### REQUIRED ACTION
Write out the records below exactly as they appear, skipping each picture.

### INFORMATION SUPPLIED

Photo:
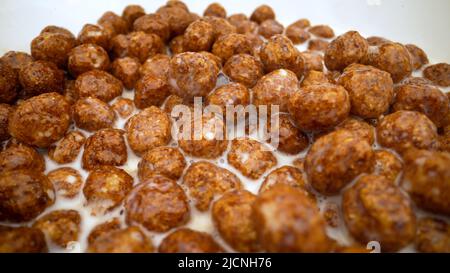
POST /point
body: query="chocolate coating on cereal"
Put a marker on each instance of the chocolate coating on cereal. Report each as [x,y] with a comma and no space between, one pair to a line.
[105,147]
[405,129]
[335,159]
[186,240]
[157,205]
[205,181]
[376,210]
[41,120]
[250,157]
[24,194]
[149,129]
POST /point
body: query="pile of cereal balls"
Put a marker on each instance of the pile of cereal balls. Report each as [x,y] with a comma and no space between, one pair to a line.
[357,125]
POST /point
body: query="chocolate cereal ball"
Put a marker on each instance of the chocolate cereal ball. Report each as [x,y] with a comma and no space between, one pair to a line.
[286,220]
[149,129]
[192,74]
[92,114]
[24,194]
[40,120]
[106,187]
[279,52]
[60,226]
[205,181]
[98,84]
[244,68]
[105,147]
[371,90]
[276,88]
[157,205]
[127,70]
[166,161]
[41,77]
[345,50]
[186,240]
[405,129]
[232,215]
[87,57]
[376,210]
[335,159]
[66,181]
[319,107]
[426,179]
[68,148]
[423,98]
[250,157]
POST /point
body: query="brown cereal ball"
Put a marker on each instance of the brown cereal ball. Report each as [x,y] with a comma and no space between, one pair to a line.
[199,36]
[60,226]
[250,157]
[186,240]
[106,187]
[40,120]
[68,148]
[22,240]
[244,68]
[205,181]
[41,77]
[131,13]
[345,50]
[94,34]
[192,74]
[87,57]
[24,194]
[319,107]
[334,160]
[105,147]
[405,129]
[149,129]
[269,28]
[92,114]
[209,141]
[231,44]
[157,65]
[279,52]
[277,213]
[393,58]
[123,107]
[426,178]
[231,94]
[286,175]
[276,88]
[232,215]
[157,205]
[98,84]
[318,45]
[128,240]
[21,156]
[262,13]
[127,70]
[153,24]
[289,139]
[371,90]
[215,9]
[67,181]
[423,98]
[377,210]
[433,236]
[438,73]
[359,127]
[387,164]
[166,161]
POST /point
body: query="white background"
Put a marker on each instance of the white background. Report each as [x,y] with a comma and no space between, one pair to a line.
[423,22]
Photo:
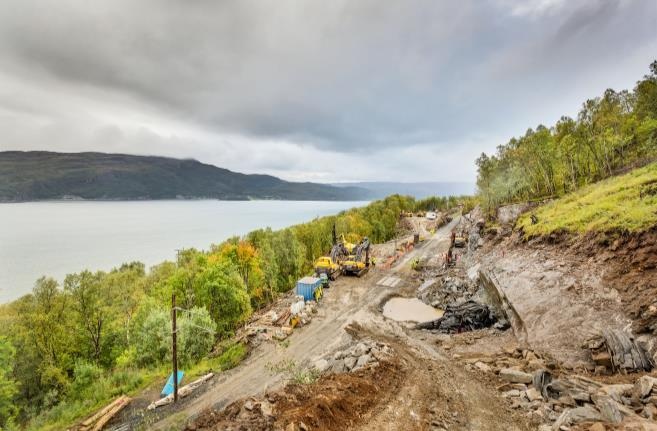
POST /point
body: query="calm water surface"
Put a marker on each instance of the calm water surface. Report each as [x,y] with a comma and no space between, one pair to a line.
[57,238]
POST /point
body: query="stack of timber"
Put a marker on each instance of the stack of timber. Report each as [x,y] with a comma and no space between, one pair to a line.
[103,416]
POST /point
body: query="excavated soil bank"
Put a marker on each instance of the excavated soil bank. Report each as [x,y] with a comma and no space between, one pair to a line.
[627,263]
[568,288]
[334,402]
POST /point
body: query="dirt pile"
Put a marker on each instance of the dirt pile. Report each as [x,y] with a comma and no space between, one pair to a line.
[451,289]
[334,402]
[351,359]
[554,399]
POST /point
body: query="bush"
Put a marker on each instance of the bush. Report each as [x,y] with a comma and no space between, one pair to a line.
[195,335]
[152,340]
[85,375]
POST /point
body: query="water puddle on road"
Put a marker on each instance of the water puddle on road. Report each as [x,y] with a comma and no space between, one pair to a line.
[410,310]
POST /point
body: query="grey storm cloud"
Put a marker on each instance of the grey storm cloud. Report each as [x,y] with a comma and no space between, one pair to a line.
[340,76]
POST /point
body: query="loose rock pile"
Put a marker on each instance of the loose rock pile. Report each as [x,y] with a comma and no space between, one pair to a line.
[559,403]
[451,290]
[364,353]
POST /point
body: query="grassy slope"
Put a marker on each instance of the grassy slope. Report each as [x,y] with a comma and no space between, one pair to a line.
[131,382]
[614,204]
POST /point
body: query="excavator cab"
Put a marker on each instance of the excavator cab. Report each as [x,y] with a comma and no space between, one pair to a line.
[358,263]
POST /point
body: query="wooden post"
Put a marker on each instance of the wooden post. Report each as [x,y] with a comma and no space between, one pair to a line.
[174,348]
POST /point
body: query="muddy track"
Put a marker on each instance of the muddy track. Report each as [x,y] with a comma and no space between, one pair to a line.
[434,392]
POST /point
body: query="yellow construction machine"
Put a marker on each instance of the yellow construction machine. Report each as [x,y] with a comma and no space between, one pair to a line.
[358,263]
[348,246]
[331,265]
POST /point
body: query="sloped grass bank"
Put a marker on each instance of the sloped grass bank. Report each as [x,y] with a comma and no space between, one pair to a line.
[626,203]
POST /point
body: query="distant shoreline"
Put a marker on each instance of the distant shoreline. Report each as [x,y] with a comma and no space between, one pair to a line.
[177,200]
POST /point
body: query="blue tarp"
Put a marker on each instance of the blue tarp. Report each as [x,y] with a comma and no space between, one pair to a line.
[168,388]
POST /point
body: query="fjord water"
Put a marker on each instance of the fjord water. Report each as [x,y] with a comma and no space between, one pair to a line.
[57,238]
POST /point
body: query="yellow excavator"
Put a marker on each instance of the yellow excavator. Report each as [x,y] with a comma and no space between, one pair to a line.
[358,263]
[331,265]
[349,246]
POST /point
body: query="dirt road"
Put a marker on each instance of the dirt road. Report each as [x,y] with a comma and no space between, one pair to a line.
[432,388]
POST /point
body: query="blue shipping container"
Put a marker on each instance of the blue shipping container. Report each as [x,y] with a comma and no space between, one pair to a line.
[307,286]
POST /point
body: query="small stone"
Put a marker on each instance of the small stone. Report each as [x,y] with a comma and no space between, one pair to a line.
[515,376]
[643,386]
[650,412]
[361,349]
[338,366]
[483,367]
[597,427]
[363,360]
[350,362]
[533,395]
[513,393]
[321,365]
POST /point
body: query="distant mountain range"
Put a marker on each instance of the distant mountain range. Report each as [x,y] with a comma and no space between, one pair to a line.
[41,175]
[379,190]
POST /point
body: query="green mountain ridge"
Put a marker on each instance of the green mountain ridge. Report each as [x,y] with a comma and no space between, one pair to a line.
[44,175]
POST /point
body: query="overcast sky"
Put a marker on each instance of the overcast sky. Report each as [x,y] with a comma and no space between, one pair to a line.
[310,90]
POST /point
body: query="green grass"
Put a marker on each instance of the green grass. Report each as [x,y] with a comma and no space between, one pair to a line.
[613,205]
[231,356]
[103,391]
[127,381]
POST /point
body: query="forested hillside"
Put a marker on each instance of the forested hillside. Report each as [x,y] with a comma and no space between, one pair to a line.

### PROBLEM SOLUTION
Photo:
POST /point
body: query="chocolate coating on cereal"
Put a marker on each instance of the chocolate coating on cereal. Report each as [x,y] with a comma and no space between, one pair to a line.
[105,147]
[405,129]
[335,159]
[186,240]
[157,205]
[205,181]
[376,210]
[41,120]
[250,157]
[24,194]
[149,129]
POST /point
body: query="pile of cereal balls"
Put a marker on each instance of the pile of cereal balls. Report each as [x,y] with a comma and no space between, one pair to a line.
[357,125]
POST /point
body: query="chocolate cereal ball"
Put a marker on each instance of the chocolate cereal ball. Report each as [x,y] with a comma and no space between, one pair to a line.
[286,220]
[149,129]
[192,74]
[92,114]
[24,194]
[40,120]
[106,187]
[279,52]
[60,226]
[205,181]
[98,84]
[244,68]
[105,147]
[371,90]
[276,88]
[157,205]
[127,70]
[166,161]
[41,77]
[345,50]
[186,240]
[405,129]
[232,215]
[87,57]
[376,210]
[335,159]
[66,181]
[319,107]
[426,179]
[68,148]
[423,98]
[250,157]
POST /point
body: query="brown cereal ball"
Put a marker on each instance of the brown cereal ball. Report each as [x,y] with a comma and no space between, one pair to a line.
[199,36]
[60,226]
[250,157]
[186,240]
[106,187]
[40,120]
[68,148]
[22,240]
[244,68]
[205,181]
[41,77]
[131,13]
[345,50]
[94,34]
[192,74]
[87,57]
[24,194]
[319,107]
[334,160]
[105,147]
[405,129]
[149,129]
[269,28]
[92,114]
[209,141]
[231,44]
[157,65]
[279,52]
[277,213]
[393,58]
[123,107]
[426,178]
[231,94]
[286,175]
[276,88]
[232,215]
[157,205]
[98,84]
[318,45]
[128,240]
[21,156]
[262,13]
[127,70]
[153,24]
[289,139]
[371,90]
[215,9]
[67,181]
[423,98]
[377,210]
[433,236]
[438,73]
[359,127]
[387,164]
[166,161]
POST /point
body: query="white background"
Put a marker on each instance of the white background. Report each as [x,y] with a comma and no space between, one pair to a line.
[423,22]
Photo:
POST /point
body: query="calm water surface"
Put a marker on each instance of the calm water surface. Report each as [x,y] with a comma and no space between, one pair to a line.
[57,238]
POST /point
body: query="stack of timber"
Put a marker on each instance of the stack of timber. Report each as [x,y] with a comma and no space between, one pair to a line.
[103,416]
POST /point
body: query="excavated soil bank"
Put a marker on each instance of the excavated soil bank. Report each as [x,y] with a comma and no space between, one pair to a line.
[627,263]
[568,288]
[334,402]
POST /point
body: query="dirt pile"
Put a marker on each instance of the dirt pile. Report each as [x,y] with a comma and no space between, one pair to a line.
[451,289]
[334,402]
[351,359]
[554,399]
POST /point
body: query="bush"
Put a marker on each instance of the bush. Report each as [x,y] with a comma and no space between, one pair to a line.
[195,335]
[152,340]
[85,375]
POST /point
body: query="water puddle on road"
Put a marker on each instance of the water puddle on road. Report each as [x,y] with a comma and no space between, one pair to a line.
[410,310]
POST /point
body: query="grey storm cloud"
Put a marker on each instance of the grey storm cloud. Report each as [x,y] with a comma and no space between, one pair to a line.
[340,76]
POST /point
body: query="loose rock pile"
Put a marker on each instance of the loose rock pile. Report each as [x,y] with a comma and no space between, one pair to a line.
[559,403]
[451,290]
[364,353]
POST /point
body: query="grassy slope"
Put a marker on each instance of the grassy slope. Report each as [x,y] with a comma and no space between, one pair to a line.
[131,382]
[614,204]
POST /point
body: query="excavator cab"
Put a marker on each instance of the excavator cab. Report each as [x,y] with a comma and no space between, one pair to a line.
[358,263]
POST /point
body: query="wooden post"
Put a marker on each instance of the wooden post. Report each as [x,y] with a comma and no space between, one pair to a line.
[174,348]
POST /point
body: query="muddy track"
Put a marker on each instance of the muddy track. Report each as [x,y] with a comma and no space between, one pair to a line.
[434,392]
POST /point
body: query="yellow construction machine"
Put a marker on each instance of the yellow construction machine. Report each as [x,y] with a comma and no space between, one pair to a line.
[358,263]
[348,246]
[331,265]
POST /point
body: query="sloped grass bank"
Put a marker on each instance of the sloped grass bank. Report each as [x,y] with a comma and no space between, one pair to a line.
[626,203]
POST /point
body: query="distant shoreline"
Put a marker on each instance of the distant shoreline. Report each as [x,y] with a comma and no space between, one pair to a line.
[177,200]
POST /point
body: query="blue tarp"
Put a marker on each instance of the blue tarp. Report each as [x,y] with a comma and no space between, one pair to a line.
[168,388]
POST /point
body: query="fjord water"
Put a marker on each instance of the fjord water. Report each as [x,y] with a comma and no space between, one pair to a line.
[57,238]
POST /point
body: query="yellow excavator"
Put a marker on each instance of the yellow excavator. Report each as [x,y] with a comma and no space between, one pair to a line.
[358,263]
[331,265]
[349,246]
POST /point
body: query="dirt road"
Put a marker on each instance of the dirt road. Report each as [x,y] with a comma and no space between, one pair to a line.
[432,388]
POST /point
body: query="blue shipping container"
Put a marker on each instance of the blue shipping container. Report each as [x,y] with a comma and no space between, one pair to a line.
[307,286]
POST /point
body: query="small stone"
Put a marker on each instance of the small stone. Report each as [x,y] with a comma and no space between, one pair to a line.
[515,376]
[643,386]
[650,412]
[361,349]
[338,366]
[483,367]
[597,427]
[363,360]
[350,362]
[533,395]
[513,393]
[321,365]
POST /point
body: query="distant mountain range"
Put a marker on each instance of the distant mountain range. Report each as [x,y] with a comma and no space between, one pair to a line.
[41,175]
[379,190]
POST /point
body: query="green mountain ridge"
Put a marker on each instance of the green mountain ridge. Report each as [x,y] with a comma and no space between, one pair to a line.
[44,175]
POST /point
body: query="overcast sky"
Put a marker on each instance of the overcast sky. Report each as [x,y] with a comma and no space between, one pair to a line.
[310,90]
POST /point
body: query="green grass"
Put a marker on each instance of the green grass. Report each as [x,y] with a comma and no space between, one pair to a line.
[613,205]
[231,356]
[103,391]
[127,381]
POST /point
body: query="forested hillside"
Put a marker on each instance of the forested hillside. Report each as [x,y] with a comma and no space between, one pair to a line.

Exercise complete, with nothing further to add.